> _REQUIRED ACTIONS_:
1. Condense the passage of the roundtable transcript that begins "Mike, now recently you may have made some waves" and runs to the end, keeping its main facts.
2. Transcribe everything in the roundtable transcript from "Thank you, happy" down to "and rescuing Mario.".
3. Pick up the roundtable transcript where it stops and carry it on.

Game Hackers Roundtable
Released on 08/12/2013
Today on a special round table episode of Game|Life,
we talk to game designer, Mike Mika,
And Supergiant Game's Greg Kasavin.
About what video game we would most like to hack into.
Ooh, is this the part where I get to say hackattack?
Asked you really nicely not to say hackattack.
Hackattack!
(upbeat music)
Today we are very pleased to be joined
by two game designers, yes,
from Other Ocean, there is Mike Mika.
Thank you, happy to be here.
Hello, and from Supergiant Games,
Mr. Greg Kasavin.
Hey, hello.
Mike, now recently you may have made some waves,
you made some news. You made headlines.
Because you hacked the game Donkey Kong
so that your daughter could live out her dream
of playing as the girl, Pauline,
in Donkey Kong and rescuing Mario.
Was this something new for you,
to go into a previously existing game
and change it around?

> _SUPPLIED MATERIAL_:
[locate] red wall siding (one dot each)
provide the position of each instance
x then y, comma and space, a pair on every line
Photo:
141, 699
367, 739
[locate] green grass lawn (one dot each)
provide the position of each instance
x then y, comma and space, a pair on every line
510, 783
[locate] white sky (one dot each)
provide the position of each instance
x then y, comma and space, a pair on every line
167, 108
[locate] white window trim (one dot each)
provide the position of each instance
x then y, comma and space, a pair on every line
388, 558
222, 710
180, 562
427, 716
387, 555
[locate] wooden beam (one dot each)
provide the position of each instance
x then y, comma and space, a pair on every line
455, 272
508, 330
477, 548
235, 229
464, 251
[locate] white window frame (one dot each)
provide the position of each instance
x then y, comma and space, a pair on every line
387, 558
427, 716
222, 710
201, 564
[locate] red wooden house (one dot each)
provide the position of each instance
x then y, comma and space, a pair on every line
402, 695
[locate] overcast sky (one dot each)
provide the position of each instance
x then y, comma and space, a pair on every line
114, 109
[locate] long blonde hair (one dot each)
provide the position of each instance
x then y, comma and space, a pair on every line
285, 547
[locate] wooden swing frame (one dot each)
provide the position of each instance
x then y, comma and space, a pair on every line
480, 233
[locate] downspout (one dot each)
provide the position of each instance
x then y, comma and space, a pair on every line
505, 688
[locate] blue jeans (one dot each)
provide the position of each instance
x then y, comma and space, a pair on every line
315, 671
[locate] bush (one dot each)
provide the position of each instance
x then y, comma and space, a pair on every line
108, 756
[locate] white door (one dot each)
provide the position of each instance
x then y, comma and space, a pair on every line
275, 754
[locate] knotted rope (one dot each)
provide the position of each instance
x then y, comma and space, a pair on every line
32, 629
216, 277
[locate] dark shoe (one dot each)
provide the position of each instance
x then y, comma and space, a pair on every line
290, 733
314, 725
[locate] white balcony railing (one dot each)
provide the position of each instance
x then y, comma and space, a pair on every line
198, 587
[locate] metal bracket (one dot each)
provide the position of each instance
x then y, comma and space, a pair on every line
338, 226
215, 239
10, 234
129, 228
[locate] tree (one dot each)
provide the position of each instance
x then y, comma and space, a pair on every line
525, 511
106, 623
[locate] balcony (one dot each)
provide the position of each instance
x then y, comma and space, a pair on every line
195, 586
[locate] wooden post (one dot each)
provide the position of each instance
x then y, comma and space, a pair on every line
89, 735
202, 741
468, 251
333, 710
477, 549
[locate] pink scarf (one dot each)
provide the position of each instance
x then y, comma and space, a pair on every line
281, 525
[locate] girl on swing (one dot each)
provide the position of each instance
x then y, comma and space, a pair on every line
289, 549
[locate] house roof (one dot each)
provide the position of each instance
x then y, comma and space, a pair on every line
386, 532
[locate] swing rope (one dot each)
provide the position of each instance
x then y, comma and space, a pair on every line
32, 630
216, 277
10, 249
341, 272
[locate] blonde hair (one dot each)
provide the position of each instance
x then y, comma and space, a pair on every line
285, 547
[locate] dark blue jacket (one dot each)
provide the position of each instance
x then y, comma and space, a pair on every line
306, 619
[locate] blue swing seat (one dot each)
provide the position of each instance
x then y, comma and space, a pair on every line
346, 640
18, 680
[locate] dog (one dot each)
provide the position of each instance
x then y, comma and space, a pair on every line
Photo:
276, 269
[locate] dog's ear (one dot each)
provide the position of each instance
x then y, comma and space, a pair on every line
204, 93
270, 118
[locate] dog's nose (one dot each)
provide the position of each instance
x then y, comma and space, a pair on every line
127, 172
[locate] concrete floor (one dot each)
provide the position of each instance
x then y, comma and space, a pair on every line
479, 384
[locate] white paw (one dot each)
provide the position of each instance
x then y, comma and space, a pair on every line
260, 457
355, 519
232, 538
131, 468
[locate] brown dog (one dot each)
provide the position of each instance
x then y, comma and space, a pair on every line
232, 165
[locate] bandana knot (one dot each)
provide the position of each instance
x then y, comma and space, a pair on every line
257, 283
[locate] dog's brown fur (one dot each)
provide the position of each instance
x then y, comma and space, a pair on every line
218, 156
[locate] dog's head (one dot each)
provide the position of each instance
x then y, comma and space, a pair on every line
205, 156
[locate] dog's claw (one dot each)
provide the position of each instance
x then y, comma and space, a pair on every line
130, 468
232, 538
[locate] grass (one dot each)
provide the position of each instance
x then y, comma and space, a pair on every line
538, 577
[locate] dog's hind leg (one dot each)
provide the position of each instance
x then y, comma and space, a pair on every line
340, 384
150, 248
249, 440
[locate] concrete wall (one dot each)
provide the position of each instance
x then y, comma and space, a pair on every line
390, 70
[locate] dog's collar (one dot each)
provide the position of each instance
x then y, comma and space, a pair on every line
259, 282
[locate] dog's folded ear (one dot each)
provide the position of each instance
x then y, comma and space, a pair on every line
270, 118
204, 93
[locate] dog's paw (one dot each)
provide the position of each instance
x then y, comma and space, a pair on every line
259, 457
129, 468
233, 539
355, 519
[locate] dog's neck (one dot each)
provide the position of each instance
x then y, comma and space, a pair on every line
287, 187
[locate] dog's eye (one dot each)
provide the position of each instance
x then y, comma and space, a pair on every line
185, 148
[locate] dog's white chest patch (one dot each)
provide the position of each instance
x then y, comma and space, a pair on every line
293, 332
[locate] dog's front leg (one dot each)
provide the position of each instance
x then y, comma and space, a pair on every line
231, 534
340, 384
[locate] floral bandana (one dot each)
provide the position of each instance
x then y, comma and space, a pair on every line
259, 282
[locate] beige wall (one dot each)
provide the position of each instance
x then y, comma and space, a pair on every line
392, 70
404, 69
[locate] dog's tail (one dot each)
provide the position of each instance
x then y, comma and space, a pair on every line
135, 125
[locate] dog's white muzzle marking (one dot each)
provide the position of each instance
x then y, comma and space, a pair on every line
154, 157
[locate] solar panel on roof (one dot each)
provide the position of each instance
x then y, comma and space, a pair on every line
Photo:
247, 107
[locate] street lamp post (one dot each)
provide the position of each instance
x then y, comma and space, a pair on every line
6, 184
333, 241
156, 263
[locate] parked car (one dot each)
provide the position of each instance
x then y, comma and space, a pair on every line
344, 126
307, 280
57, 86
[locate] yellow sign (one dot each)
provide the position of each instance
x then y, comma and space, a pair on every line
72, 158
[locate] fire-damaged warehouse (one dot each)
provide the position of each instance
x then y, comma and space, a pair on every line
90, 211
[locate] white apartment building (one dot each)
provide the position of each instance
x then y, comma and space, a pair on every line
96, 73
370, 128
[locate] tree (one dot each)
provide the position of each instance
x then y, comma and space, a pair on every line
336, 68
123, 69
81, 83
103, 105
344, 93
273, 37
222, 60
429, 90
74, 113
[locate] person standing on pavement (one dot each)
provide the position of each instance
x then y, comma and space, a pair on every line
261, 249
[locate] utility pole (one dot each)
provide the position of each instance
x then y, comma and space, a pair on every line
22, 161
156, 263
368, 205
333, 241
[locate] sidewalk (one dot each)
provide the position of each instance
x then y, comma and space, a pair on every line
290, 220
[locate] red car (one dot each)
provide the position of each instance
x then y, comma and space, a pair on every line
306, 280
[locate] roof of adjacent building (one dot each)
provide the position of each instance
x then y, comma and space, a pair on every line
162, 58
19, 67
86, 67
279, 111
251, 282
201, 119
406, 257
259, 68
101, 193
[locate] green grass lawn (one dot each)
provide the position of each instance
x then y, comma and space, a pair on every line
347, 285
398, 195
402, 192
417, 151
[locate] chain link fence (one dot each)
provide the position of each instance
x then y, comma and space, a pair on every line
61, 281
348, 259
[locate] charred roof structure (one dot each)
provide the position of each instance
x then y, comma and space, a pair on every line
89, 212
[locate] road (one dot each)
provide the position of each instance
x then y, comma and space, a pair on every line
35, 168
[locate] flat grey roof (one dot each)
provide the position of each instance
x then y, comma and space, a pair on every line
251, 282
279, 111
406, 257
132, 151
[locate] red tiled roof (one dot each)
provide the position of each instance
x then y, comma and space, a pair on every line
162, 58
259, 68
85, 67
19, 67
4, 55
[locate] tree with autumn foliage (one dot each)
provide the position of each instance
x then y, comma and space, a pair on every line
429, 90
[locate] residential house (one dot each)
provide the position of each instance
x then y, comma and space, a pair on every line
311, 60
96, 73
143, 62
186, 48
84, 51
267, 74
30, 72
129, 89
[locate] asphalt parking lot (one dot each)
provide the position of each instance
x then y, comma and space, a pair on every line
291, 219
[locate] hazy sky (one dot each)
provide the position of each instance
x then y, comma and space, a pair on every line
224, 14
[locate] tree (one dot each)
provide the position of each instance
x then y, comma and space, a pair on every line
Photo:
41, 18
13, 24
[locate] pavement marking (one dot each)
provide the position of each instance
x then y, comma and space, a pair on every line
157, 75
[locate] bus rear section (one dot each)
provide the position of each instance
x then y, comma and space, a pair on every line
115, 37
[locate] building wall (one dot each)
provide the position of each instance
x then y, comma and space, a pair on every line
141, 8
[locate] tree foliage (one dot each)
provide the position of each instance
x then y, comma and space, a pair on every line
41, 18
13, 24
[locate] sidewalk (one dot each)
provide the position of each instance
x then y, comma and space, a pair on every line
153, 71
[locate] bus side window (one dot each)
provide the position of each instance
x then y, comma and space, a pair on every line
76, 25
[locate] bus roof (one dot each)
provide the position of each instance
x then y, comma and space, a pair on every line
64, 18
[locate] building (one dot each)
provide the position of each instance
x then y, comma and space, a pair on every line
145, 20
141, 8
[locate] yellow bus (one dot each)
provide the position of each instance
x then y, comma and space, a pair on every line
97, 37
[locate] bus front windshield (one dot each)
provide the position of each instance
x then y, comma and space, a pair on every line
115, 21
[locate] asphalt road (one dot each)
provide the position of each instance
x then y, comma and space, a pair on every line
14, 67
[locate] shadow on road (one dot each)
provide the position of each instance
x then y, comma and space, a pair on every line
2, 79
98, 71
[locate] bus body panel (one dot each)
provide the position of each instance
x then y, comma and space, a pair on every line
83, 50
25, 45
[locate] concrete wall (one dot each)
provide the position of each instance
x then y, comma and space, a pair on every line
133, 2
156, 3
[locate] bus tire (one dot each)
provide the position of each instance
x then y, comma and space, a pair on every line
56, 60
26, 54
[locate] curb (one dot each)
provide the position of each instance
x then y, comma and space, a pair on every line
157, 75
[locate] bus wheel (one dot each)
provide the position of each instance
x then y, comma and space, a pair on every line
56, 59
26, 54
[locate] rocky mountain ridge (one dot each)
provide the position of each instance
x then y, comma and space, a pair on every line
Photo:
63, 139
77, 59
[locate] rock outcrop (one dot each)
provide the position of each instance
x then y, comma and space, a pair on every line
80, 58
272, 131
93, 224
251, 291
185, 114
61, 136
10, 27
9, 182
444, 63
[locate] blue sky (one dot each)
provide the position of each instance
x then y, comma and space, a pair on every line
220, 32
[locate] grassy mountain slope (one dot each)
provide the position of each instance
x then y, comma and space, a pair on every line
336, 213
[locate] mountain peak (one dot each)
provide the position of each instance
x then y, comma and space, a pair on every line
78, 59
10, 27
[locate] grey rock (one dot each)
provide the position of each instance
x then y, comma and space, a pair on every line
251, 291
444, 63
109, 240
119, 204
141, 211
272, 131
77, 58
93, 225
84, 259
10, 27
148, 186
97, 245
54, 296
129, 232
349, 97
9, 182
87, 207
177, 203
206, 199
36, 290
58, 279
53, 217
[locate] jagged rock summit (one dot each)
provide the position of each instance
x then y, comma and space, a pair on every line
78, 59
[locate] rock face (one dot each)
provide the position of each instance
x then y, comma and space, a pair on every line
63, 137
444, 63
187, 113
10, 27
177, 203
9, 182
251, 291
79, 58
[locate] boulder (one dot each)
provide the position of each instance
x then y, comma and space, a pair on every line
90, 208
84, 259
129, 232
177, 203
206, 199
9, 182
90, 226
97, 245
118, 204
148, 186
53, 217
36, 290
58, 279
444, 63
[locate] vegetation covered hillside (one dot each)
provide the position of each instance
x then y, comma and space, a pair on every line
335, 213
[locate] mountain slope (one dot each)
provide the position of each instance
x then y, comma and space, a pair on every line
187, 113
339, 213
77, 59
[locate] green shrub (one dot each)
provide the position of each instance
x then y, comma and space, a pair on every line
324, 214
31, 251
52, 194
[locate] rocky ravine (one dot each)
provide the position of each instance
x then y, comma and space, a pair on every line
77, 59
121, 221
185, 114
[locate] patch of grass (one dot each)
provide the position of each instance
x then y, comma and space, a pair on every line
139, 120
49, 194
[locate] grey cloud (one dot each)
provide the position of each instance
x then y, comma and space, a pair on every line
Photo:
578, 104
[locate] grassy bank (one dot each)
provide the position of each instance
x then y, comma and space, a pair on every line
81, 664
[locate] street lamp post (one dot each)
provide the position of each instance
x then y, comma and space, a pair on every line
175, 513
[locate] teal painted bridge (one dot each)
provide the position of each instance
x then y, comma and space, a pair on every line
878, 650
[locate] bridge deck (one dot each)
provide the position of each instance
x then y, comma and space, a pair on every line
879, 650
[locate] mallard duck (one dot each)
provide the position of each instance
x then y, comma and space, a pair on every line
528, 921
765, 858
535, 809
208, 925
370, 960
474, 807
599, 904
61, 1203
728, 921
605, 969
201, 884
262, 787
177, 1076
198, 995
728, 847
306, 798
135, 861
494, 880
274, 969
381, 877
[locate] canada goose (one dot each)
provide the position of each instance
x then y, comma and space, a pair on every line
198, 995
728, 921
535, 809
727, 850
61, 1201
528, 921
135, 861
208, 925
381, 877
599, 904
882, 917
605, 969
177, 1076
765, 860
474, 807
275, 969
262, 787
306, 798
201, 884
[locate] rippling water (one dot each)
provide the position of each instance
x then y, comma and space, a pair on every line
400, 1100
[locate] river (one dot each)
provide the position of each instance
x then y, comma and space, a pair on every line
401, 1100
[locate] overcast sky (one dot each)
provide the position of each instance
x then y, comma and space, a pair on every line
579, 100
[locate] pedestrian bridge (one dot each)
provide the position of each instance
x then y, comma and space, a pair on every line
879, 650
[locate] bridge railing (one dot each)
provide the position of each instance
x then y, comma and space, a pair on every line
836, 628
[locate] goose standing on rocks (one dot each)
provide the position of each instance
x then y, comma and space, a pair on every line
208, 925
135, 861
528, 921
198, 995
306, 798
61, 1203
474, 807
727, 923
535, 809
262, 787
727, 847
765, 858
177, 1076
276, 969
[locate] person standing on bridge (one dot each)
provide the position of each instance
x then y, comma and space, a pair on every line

> _EXPECTED ANSWERS_:
1. Mike recently made headlines by hacking Donkey Kong so his daughter could play as the girl, Pauline, and rescue Mario. The host asks whether changing an existing game like this was something new for him.

2.
Thank you, happy to be here.
Hello, and from Supergiant Games,
Mr. Greg Kasavin.
Hey, hello.
Mike, now recently you may have made some waves,
you made some news. You made headlines.
Because you hacked the game Donkey Kong
so that your daughter could live out her dream
of playing as the girl, Pauline,
in Donkey Kong and rescuing Mario.

3.
I hadn't done it for a long time,
and in fact, the way I learned how to program
was from hacking.
Okay.
I would actually change other games
and figure out how they worked,
and then I would learn from that.
Well here's a question.
What classic game would you most like to hack,
and what would you do to it?
I have a daughter as well, she's seven,
and I found this story very inspiring
and was just trying to think of like actually
a similar interesting case,
and the best I got is I wondered what it would be like
if you could take the original Metroid
and take the ending, which reveals that Samus is a woman,
put that sequence at the beginning rather than at the end
so it's not like the gotcha ending
because I feel that it's a very important game,
one of the first prominent games with a female protagonist,
but they had to sort of Trojan horse it in
for that to be a thing,
like they couldn't have just put it front and center.
At least that's how I think about it sometimes.
I should probably go a little bit more classic than this,
but my first choice is actually something that is
imminently hackable and moddable.
Obviously any game that was made with the source code,
there was Gary's mod that let you do just about anything
with some of those Valve games,
but people do that a lot with Team Fortress,
and they change levels in Team Fortress.
I would like to see Team Fortress changed
so you have a bit more character elasticity.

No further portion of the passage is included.